- [Excerpt provided]:
I was attracted by Quay Po Banana Chocolate Cupcakes. It looks so tempting with those topping. Instead of using ordinary buttercream frosting I used custard cream. Custard cream actually is not meant for topping. It is a bit runny and can't hold its’ shape for long especially at room temperature. It is normally used as filling in Swiss roll. Since I want something healthy I don't mind to have runny topping. Therefore no cups of icing sugar added which needed for stiff frosting.

Sprinkle some colourful candies to please my kids ^^
How about you? Do you mine to have some of my muffins with runny frosting? :D


Adapted from Quay Po Cooks, Banana Chocolate Cupcakes and modified according to my liking
~Banana cocoa muffins
Ingredients:
(A)
130g all-purpose flour
40g unsweetened cocoa powder
1 tsp baking powder
1/4 baking soda
1/4 teaspoon salt
140g sugar
 
(B)
1 egg
200g mashed ripe bananas
180g warm water
60g vegetable oil
1 tsp vanilla extract
 
 
Methods: yields 12-13 regular-sized muffin cups
1. Sift mixture of flour, cocoa powder, baking powder, baking soda, and salt into a bowl. Add in sugar and whisk to combine.
2. In another bowl, whisk egg, mashed banana, water, oil and vanilla extract until well combined.
3. Add the wet ingredients to the dry ingredients. Stir or whisk until combine.
4. Scoop the batter into the cupcakes liner to 3/4 full. Bake in preheated oven 190C for about 20 minutes.
5. Remove from oven and let cool on a wire rack.
 
The muffins are tasty just like that! However no harm to top them with some cream ^^ Let see how to prepare the cocoa custard cream.

- [Requirements]: Carry on the banana cocoa muffin post above, picking up right after its last sentence.

- [Data lines]:
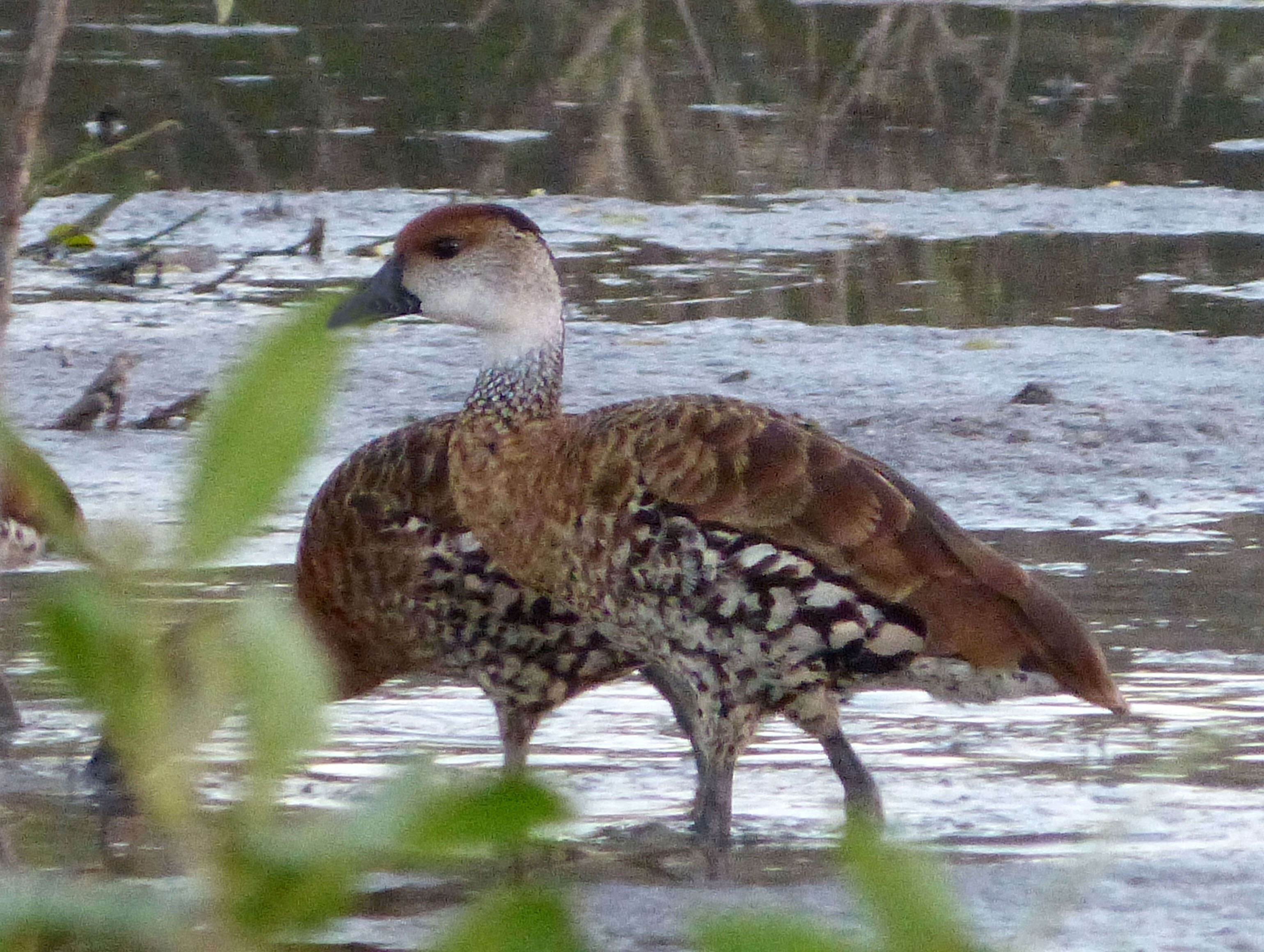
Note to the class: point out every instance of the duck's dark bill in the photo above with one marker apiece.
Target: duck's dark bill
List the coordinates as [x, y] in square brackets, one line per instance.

- [Output below]:
 
~Cocoa custard cream topping
(more than enough for 13 pieces cupcakes)
Ingredients:
1 cup milk
 
1 egg, well beaten
60g sugar
10g cocoa powder
10g corn flour
pinch salt
 
50g butter, soften
 
Methods:
1. Warm milk in a bain-marie till tiny bubbles appear around the edges of the pan. 
 
2. Mix together egg, sugar, cocoa powder, corn flour and salt in a bowl and whisk well. Slowly add into milk, stirring constantly until thicken.
 
3. Remove from heat. Cover with cling wrap and put in the fridge for later use. Make sure the cling wrap just touching the custard so it doesn't form a skin.
 
4. With an electric mixer beat the butter until smooth and creamy. Add half the chilled custard. Beat well before adding the second half. It is done once all well combine.
 
5.  Again cover with cling wrap and put in the fridge for later use.
 
~Assemble
Put the chilled cream into piping bag with nozzle of your choice. Pipe out the cream on top of muffins. Enjoy!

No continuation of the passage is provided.